## SUPPLIED TEXT
::::::::

NOT RECOMMENDED FOR FULL-TEXT PUBLICATION
File Name: 10a0778n.06
No. 07-3303
FILED
UNITED STATES COURT OF APPEALS Dec 21, 2010
FOR THE SIXTH CIRCUIT LEONARD GREEN, Clerk
UNITED STATES OF AMERICA, )
) ON APPEAL FROM THE
Plaintiff-Appellee, ) UNITED STATES DISTRICT
) COURT FOR THE
v. ) NORTHERN DISTRICT OF
) OHIO
EDWARD JACKSON, )
) OPINION
Defendant-Appellant. )
BEFORE: MOORE, SUTTON and McKEAGUE, Circuit Judges.
McKEAGUE, Circuit Judge. Defendant Edward Jackson was found guilty of attempting
to possess 100 kilograms or more of marijuana with intent to distribute it. Although the evidence
of Jackson’s intent to possess the marijuana was thin—as the police interrupted the transaction and
arrested Jackson before he actually possessed it—the trial court denied Jackson’s motion for
judgment of acquittal. After the jury returned its guilty verdict, the trial court also denied Jackson’s
motion for new trial or judgment of acquittal, notwithstanding newly discovered evidence that an
informant had given false testimony. On appeal, Jackson challenges both of these rulings. For the
reasons that follow, we find no error and therefore affirm the judgment as well as the denial of the
motion for new trial.

::::::::

[Records from a pointing dataset]
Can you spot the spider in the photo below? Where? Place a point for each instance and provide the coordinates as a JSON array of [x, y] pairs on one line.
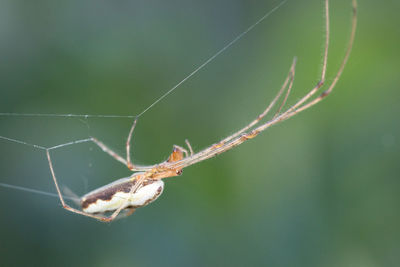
[[145, 185]]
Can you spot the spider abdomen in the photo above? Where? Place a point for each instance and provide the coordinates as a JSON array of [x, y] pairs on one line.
[[112, 196]]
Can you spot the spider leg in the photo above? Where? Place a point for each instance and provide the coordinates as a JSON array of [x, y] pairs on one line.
[[128, 146], [190, 147], [289, 80], [240, 136]]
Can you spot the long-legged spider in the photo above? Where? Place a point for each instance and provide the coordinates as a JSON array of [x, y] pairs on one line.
[[146, 184]]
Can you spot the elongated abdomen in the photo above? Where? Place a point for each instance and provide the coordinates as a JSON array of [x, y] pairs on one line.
[[110, 197]]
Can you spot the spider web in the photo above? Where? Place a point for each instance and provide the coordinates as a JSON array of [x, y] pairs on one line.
[[128, 116]]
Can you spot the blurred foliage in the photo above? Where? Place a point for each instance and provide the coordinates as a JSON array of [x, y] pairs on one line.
[[321, 189]]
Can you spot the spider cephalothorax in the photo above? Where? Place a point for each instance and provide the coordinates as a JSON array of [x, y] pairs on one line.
[[145, 185]]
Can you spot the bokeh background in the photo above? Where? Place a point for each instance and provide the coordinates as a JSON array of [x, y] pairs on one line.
[[321, 189]]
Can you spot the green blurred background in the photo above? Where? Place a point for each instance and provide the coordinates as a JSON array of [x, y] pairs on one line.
[[321, 189]]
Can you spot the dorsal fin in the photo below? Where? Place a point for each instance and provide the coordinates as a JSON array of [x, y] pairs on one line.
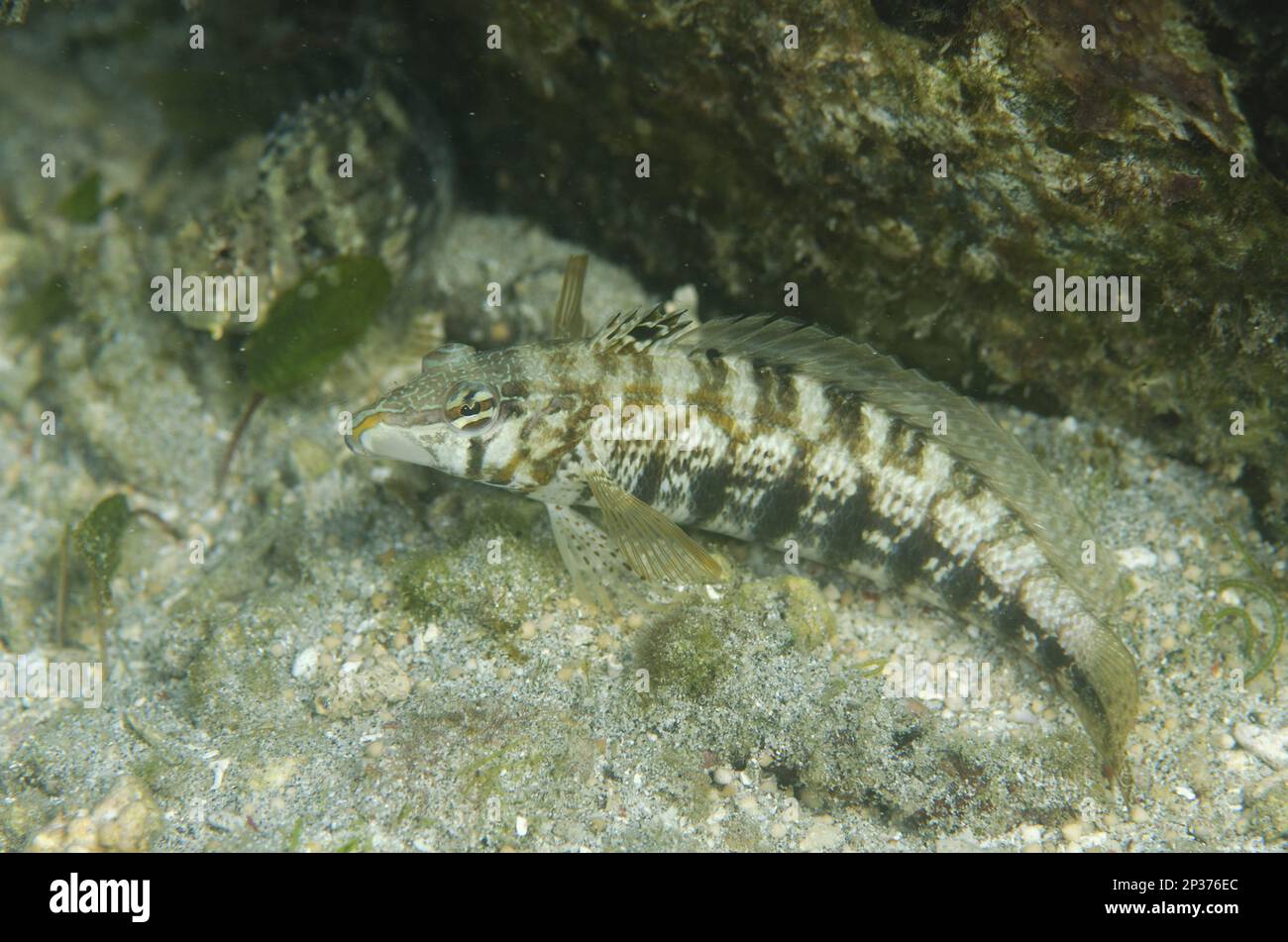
[[973, 437], [642, 331], [567, 322]]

::::::::

## WRITTEN TASK A
Please render this sentence from the court opinion into Spanish: "On appeal, Jackson challenges both of these rulings."
## WRITTEN TASK B
Identify each line of the listing that contains the string "blurred", and copy those lines out; treat uppercase and lowercase as different.
The court opinion and the listing are separate, unrelated material.

## RESPONSE A
En apelación, Jackson impugna ambas resoluciones.

## RESPONSE B
Can you spot the blurred foliage in the photo above? Where? Place a point for each instance and provide the coordinates as a JSON array of [x, y] pairs on one line.
Can you spot the green blurred background in the photo above? Where? Place a point for each instance and provide the coordinates as a JSON array of [x, y] pairs on one line.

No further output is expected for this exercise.